[Records drawn from a dataset]
===

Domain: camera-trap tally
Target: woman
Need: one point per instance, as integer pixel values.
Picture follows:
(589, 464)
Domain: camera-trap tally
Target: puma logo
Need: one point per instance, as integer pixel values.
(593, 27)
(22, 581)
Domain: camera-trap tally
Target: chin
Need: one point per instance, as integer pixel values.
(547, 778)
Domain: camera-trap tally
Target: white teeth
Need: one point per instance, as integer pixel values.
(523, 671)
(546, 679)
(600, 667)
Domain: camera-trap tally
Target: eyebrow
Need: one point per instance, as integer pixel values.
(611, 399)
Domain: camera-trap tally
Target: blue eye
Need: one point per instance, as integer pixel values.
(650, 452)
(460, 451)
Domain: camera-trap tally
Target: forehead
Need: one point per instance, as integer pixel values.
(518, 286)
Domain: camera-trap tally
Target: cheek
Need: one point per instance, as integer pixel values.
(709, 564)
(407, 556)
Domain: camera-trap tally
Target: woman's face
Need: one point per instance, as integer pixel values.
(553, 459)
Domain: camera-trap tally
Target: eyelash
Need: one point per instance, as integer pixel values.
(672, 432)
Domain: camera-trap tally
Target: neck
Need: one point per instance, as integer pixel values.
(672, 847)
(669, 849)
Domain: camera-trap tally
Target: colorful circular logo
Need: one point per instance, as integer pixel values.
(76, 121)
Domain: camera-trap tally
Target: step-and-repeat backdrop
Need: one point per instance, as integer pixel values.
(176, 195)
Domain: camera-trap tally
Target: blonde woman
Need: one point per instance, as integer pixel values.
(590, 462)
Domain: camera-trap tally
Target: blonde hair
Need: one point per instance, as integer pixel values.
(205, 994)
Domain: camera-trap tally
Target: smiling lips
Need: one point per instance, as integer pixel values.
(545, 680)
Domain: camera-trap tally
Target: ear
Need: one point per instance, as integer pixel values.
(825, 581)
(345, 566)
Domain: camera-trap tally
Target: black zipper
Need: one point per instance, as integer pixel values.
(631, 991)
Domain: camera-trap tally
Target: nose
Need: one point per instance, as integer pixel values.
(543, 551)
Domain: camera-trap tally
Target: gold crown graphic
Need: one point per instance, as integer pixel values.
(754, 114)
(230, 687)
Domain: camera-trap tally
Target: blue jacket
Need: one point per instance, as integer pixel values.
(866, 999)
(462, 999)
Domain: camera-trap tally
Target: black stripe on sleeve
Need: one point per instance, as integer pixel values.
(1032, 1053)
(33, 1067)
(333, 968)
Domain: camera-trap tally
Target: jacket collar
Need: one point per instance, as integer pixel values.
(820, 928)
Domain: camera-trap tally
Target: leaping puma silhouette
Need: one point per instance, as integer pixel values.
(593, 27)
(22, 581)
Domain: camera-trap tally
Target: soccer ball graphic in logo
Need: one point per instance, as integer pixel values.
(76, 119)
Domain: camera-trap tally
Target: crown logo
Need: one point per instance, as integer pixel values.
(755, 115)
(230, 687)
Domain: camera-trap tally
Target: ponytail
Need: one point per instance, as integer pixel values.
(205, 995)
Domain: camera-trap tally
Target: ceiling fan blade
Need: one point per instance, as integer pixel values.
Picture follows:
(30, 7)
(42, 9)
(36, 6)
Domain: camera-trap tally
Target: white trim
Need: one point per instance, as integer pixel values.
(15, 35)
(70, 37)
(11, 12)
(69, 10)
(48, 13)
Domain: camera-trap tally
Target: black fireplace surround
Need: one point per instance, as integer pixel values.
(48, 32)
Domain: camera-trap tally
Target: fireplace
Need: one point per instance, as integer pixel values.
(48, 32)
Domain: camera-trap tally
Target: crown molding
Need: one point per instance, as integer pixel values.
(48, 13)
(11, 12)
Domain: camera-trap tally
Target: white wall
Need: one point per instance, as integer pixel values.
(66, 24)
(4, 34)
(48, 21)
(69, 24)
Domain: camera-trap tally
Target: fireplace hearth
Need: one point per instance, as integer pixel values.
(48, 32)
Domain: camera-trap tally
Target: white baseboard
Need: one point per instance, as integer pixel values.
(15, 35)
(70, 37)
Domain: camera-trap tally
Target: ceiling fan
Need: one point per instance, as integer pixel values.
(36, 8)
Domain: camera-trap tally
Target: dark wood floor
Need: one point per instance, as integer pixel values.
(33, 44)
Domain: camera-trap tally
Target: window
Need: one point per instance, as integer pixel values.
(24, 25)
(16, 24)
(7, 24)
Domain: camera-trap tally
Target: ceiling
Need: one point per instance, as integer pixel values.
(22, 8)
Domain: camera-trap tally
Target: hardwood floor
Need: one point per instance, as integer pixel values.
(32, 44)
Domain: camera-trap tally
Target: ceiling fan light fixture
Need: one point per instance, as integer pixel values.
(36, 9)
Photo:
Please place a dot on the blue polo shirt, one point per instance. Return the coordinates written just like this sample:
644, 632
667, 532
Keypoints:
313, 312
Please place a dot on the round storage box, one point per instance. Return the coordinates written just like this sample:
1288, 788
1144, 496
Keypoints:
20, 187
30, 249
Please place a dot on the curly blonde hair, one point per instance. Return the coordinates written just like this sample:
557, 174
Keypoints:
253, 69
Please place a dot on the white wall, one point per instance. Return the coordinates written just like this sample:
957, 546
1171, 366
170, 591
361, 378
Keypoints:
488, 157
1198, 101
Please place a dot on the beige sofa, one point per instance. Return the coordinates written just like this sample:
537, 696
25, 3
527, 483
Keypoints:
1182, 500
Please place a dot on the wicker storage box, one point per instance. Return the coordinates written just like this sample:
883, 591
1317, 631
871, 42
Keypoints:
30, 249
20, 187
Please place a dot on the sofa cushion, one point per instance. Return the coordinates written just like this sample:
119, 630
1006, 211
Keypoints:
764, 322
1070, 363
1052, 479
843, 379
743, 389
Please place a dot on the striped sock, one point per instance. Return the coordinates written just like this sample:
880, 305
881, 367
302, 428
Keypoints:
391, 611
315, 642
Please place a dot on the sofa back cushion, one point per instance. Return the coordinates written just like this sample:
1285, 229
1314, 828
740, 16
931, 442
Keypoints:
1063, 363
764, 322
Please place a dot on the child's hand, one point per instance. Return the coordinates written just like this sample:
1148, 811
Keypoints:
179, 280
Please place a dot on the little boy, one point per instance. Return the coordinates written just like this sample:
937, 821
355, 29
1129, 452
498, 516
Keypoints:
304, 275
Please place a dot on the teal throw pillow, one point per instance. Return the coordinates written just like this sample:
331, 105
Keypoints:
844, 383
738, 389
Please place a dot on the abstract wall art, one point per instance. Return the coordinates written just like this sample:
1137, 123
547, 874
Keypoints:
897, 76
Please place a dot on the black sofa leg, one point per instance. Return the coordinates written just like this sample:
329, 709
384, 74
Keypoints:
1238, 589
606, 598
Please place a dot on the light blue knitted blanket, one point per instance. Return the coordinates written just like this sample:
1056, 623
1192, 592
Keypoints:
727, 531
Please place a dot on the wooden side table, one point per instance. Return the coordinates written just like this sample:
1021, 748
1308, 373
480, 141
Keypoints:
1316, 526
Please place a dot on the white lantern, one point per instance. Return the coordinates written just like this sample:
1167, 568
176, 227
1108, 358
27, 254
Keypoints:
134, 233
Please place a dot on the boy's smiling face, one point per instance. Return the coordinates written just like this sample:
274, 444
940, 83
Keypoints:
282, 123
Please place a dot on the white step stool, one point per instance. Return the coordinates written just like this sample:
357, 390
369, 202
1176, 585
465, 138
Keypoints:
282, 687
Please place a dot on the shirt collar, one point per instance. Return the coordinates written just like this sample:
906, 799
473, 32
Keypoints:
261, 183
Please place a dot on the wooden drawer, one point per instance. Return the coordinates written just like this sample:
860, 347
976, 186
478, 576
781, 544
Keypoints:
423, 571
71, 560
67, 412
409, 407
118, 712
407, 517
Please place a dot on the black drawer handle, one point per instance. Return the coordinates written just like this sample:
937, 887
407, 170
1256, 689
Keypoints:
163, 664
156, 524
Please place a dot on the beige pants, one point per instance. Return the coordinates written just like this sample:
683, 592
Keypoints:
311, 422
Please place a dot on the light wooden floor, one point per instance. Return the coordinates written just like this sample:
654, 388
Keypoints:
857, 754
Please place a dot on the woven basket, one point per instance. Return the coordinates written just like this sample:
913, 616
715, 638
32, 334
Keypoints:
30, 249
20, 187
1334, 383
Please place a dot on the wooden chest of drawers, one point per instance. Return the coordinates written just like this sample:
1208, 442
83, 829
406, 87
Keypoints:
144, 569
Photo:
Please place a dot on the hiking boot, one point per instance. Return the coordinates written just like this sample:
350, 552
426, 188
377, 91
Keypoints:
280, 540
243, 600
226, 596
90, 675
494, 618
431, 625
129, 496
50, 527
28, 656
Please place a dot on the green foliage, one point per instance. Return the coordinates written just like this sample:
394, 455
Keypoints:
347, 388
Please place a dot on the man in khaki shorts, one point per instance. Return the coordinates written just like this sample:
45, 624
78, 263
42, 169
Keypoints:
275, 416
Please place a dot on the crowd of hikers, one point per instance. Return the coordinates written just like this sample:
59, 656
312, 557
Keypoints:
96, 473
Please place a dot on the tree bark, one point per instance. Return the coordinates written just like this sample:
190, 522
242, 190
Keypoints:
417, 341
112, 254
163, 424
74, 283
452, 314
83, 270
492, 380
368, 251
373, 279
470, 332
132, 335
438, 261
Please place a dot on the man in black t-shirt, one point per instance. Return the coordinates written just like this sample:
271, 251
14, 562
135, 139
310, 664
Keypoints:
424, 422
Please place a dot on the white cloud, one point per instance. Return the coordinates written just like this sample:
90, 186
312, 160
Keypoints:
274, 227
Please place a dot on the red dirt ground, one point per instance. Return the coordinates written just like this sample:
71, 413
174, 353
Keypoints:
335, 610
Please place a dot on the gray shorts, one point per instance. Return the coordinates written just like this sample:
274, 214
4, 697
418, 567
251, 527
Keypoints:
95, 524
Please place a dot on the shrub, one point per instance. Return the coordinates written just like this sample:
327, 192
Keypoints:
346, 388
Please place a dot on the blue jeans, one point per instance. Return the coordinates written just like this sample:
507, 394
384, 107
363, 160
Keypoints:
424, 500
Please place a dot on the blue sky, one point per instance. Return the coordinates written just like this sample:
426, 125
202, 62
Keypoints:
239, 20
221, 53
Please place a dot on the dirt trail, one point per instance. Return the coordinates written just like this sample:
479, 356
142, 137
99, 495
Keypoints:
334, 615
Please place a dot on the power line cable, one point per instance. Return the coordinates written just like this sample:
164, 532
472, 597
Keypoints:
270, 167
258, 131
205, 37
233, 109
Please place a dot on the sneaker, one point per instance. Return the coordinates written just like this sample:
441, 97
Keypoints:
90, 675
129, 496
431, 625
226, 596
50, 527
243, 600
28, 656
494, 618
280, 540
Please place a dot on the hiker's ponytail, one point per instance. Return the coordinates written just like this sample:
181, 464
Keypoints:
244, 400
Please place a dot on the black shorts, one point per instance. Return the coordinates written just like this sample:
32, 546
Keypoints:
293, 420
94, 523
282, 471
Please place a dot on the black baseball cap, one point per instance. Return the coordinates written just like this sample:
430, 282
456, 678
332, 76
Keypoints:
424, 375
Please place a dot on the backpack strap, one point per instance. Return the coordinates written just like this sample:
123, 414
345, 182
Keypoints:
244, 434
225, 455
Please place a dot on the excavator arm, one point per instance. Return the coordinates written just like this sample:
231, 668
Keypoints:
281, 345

===

Assignment: Would you show every line in the data above that contains the string "ponytail"?

Result of the task:
Target: ponytail
Please place a dot on the hiker's ponytail, one point per instance. Return the coordinates written just like this sample:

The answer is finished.